=== Task to complete ===
"positive" is the word to look for; copy each line of the listing where it occurs.

=======

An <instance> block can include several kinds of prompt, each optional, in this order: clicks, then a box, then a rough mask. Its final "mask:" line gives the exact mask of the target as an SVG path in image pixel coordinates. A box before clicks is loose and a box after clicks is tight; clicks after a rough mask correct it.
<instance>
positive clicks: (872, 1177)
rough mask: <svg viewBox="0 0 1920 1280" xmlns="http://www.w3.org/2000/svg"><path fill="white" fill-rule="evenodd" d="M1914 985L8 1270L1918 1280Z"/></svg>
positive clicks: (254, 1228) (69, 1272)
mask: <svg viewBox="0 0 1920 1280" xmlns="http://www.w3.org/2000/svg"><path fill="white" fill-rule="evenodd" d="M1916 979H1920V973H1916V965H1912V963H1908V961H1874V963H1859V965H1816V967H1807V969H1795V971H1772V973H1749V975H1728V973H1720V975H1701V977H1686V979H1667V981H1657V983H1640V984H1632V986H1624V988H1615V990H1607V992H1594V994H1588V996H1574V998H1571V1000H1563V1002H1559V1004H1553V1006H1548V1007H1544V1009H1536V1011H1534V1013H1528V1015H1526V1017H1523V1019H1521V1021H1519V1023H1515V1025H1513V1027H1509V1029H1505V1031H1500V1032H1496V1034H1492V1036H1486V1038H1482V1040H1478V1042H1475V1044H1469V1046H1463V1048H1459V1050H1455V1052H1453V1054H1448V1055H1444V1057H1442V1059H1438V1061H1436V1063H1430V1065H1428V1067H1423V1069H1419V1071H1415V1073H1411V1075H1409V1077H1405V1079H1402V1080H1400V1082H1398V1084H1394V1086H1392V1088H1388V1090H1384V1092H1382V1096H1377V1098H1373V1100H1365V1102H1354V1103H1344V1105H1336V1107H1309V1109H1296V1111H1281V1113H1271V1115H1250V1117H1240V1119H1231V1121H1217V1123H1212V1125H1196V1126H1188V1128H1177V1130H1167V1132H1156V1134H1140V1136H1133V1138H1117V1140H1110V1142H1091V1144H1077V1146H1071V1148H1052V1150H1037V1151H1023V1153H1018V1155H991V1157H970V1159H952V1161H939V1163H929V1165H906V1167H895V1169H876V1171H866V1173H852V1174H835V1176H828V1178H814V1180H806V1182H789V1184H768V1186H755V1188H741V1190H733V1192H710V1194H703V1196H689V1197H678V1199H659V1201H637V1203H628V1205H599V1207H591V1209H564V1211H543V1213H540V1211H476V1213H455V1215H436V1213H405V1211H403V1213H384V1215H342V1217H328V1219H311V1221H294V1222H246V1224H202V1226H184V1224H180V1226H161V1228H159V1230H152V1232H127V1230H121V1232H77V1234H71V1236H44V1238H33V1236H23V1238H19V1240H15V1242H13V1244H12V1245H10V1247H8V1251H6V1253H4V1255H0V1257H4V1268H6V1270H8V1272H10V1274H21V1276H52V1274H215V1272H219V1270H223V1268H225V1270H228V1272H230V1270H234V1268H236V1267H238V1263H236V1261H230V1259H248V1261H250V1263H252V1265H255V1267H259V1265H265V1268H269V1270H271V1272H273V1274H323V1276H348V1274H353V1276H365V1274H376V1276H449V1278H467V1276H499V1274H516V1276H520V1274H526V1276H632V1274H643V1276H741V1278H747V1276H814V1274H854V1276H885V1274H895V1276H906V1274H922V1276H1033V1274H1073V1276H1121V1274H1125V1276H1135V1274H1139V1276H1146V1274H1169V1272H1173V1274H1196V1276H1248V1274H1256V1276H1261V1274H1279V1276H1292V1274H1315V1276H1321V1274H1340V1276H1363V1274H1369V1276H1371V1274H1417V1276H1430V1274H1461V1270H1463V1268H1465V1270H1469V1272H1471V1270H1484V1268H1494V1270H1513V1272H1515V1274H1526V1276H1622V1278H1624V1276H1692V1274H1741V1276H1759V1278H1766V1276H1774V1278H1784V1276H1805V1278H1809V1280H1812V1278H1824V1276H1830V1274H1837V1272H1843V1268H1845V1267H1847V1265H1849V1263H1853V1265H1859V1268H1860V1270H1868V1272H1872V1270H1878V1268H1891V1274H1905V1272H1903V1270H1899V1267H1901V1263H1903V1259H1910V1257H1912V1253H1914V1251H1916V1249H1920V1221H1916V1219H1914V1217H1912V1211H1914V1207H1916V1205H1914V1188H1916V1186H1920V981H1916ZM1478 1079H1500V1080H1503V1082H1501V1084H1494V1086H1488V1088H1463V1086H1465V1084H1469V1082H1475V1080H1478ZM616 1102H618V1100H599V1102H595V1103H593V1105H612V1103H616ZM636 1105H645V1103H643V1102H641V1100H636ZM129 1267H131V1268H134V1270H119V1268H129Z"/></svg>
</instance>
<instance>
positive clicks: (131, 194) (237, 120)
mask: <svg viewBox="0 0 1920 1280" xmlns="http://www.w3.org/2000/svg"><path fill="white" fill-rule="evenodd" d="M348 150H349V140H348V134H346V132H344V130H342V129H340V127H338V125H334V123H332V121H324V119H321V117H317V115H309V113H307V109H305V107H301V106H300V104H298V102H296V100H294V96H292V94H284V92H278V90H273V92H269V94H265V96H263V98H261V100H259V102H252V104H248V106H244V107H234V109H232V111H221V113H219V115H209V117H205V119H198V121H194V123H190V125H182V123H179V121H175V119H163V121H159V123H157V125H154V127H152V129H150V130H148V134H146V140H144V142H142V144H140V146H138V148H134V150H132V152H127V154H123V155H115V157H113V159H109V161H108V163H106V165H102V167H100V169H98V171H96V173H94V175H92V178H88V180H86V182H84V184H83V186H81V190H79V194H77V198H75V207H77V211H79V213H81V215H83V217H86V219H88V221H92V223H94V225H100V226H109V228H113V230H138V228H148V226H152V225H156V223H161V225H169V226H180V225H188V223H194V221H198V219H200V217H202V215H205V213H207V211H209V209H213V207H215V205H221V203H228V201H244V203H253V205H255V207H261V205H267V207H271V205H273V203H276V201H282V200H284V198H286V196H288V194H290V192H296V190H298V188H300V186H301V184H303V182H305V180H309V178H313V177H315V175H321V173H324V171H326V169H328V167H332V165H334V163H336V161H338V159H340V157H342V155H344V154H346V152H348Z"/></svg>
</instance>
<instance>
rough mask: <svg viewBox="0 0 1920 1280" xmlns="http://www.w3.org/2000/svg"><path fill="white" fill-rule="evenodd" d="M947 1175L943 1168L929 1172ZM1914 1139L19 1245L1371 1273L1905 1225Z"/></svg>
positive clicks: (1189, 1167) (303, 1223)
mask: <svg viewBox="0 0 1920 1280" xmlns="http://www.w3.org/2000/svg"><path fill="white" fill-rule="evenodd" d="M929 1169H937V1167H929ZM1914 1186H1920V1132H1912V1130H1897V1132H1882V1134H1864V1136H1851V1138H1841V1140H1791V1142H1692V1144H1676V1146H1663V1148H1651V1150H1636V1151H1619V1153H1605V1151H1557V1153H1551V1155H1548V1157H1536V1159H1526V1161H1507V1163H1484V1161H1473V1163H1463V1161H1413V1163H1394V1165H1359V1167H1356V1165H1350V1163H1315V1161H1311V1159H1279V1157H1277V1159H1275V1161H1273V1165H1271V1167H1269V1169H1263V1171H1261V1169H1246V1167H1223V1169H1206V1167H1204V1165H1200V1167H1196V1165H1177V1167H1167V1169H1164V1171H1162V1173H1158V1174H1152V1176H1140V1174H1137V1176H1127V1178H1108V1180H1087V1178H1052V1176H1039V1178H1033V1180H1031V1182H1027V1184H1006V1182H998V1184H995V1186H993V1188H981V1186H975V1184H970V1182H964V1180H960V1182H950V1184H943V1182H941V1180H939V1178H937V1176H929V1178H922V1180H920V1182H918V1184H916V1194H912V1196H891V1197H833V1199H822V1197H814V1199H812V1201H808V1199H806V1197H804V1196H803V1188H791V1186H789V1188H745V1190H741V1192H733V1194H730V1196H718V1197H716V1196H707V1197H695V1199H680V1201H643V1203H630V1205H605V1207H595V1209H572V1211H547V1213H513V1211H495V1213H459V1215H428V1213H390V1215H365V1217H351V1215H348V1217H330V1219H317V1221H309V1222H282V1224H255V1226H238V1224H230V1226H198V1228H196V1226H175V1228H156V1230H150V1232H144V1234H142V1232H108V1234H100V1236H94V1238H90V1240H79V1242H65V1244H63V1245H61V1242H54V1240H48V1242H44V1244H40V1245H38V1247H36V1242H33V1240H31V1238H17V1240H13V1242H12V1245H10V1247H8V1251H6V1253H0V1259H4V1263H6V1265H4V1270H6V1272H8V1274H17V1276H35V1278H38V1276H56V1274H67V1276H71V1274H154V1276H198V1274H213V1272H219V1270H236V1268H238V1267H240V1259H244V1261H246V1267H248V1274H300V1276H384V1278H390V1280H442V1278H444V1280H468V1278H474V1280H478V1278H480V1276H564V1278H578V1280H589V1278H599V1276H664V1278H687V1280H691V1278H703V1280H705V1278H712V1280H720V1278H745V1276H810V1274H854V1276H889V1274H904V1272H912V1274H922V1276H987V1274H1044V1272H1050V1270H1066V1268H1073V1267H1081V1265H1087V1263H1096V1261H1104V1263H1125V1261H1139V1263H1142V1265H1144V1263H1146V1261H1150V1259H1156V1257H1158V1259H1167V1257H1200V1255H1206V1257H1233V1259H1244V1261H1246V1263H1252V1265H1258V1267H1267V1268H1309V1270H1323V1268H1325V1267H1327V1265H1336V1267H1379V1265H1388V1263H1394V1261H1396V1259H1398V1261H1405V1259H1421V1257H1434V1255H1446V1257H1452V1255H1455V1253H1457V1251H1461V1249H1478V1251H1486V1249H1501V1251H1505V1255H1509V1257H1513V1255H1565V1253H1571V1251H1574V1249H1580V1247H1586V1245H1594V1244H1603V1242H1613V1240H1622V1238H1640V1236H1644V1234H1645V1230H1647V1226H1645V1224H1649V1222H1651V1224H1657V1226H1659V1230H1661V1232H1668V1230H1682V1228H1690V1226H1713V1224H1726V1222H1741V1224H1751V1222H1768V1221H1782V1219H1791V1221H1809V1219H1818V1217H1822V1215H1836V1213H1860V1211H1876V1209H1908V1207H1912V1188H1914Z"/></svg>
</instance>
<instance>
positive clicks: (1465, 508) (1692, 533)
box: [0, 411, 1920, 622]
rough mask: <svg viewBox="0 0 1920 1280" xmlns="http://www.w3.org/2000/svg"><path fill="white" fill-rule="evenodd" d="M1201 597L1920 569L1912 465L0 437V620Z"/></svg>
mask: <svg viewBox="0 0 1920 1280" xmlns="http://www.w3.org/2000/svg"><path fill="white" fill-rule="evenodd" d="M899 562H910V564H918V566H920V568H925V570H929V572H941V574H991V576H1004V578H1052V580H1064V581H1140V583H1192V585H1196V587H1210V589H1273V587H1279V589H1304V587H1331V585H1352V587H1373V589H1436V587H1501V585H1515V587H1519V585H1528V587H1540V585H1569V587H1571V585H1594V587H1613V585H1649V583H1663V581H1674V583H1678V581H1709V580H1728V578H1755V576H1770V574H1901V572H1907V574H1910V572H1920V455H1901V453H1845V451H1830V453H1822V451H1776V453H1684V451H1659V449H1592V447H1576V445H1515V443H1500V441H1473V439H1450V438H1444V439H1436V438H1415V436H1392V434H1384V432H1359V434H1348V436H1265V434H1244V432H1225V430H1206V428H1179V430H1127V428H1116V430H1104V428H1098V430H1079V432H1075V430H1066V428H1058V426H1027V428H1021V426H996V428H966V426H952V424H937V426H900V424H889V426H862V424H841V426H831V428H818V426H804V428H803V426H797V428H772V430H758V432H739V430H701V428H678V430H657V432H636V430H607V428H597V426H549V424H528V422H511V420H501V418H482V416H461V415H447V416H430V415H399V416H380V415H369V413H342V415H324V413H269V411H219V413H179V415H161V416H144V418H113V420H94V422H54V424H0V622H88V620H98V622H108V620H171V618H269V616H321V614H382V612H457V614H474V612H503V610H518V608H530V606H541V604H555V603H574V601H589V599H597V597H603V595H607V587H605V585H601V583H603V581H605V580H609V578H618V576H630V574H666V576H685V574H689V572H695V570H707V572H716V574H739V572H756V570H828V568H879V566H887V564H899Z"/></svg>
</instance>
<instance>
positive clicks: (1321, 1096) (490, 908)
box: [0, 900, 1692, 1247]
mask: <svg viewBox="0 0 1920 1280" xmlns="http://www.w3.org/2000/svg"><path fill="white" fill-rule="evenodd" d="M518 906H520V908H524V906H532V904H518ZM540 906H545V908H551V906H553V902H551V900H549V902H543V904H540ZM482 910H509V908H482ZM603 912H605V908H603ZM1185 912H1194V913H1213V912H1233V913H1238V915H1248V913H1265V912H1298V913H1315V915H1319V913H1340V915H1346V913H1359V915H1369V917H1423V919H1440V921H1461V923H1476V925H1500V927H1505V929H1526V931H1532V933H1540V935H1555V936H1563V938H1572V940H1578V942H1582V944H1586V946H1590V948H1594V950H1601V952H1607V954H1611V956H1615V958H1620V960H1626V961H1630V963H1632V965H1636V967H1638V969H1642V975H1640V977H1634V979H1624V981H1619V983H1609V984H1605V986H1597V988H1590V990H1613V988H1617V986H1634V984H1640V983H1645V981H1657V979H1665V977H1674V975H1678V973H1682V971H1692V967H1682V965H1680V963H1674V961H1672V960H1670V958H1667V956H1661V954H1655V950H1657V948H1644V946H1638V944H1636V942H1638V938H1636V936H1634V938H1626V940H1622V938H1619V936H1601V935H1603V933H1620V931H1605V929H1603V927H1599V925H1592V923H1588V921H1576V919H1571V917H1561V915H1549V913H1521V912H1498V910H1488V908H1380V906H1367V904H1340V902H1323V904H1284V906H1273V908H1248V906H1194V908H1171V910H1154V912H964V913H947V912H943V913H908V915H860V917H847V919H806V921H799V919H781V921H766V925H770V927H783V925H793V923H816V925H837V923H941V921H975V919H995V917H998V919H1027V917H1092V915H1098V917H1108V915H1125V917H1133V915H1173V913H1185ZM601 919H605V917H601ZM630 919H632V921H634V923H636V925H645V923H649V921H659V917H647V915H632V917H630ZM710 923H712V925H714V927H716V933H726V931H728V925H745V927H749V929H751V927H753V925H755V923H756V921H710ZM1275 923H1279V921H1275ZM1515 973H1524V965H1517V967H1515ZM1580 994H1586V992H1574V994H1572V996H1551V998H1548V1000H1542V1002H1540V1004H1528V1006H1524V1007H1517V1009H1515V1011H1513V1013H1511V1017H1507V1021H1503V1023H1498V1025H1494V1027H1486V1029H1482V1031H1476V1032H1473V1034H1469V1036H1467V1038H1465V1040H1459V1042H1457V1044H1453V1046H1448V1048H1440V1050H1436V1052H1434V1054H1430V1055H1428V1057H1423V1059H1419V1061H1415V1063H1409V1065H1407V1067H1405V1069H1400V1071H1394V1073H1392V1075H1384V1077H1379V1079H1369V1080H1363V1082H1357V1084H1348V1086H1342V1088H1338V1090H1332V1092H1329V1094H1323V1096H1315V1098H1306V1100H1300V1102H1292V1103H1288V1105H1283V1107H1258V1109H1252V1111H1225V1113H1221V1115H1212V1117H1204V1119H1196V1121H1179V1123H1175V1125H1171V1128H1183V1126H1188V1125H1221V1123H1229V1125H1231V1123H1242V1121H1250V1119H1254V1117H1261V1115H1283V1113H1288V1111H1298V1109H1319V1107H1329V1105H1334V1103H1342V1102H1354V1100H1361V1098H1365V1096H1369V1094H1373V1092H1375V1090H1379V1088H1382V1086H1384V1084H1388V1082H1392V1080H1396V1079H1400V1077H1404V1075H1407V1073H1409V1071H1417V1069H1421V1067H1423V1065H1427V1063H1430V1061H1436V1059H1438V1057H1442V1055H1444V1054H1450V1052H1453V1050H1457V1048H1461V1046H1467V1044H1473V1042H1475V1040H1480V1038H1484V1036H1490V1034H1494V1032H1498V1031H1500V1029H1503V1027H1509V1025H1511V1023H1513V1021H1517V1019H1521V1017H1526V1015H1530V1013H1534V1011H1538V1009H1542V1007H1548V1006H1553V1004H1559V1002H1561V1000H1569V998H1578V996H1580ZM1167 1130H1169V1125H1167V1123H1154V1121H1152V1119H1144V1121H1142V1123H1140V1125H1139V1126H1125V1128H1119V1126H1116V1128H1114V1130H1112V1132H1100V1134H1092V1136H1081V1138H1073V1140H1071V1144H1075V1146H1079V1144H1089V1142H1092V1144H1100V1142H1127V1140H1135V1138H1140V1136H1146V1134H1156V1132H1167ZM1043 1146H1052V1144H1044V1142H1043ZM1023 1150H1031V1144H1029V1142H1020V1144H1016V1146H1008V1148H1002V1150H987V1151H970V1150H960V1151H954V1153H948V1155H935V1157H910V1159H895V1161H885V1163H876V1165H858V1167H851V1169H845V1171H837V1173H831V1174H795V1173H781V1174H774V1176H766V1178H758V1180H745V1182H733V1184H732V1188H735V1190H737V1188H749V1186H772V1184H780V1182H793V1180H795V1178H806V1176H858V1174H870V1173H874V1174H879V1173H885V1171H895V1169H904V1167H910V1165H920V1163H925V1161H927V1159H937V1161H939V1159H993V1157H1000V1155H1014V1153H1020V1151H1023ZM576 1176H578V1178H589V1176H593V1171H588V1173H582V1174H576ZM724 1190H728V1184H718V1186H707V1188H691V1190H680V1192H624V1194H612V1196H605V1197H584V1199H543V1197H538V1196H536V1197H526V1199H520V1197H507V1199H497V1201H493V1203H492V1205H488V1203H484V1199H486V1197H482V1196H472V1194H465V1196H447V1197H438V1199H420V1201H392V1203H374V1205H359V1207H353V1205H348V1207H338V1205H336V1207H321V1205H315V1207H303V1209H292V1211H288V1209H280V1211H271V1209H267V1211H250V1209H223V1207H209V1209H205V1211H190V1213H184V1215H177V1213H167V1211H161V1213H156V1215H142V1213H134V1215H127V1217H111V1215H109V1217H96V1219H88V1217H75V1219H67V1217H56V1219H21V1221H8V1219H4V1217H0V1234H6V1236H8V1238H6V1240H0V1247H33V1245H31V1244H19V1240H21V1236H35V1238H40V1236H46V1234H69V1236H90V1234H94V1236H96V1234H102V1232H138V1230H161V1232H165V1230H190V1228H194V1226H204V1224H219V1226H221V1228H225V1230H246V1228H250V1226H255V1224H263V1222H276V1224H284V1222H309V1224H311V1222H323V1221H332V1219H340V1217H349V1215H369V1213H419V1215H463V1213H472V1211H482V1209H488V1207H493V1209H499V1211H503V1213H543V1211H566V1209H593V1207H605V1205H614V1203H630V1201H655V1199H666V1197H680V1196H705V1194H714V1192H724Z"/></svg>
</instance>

=======

=== Task answer ===
positive clicks: (872, 1177)
positive clicks: (254, 1228) (69, 1272)
positive clicks: (131, 194) (237, 120)
positive clicks: (1189, 1167) (303, 1223)
positive clicks: (1465, 508) (1692, 533)
positive clicks: (1321, 1096) (490, 908)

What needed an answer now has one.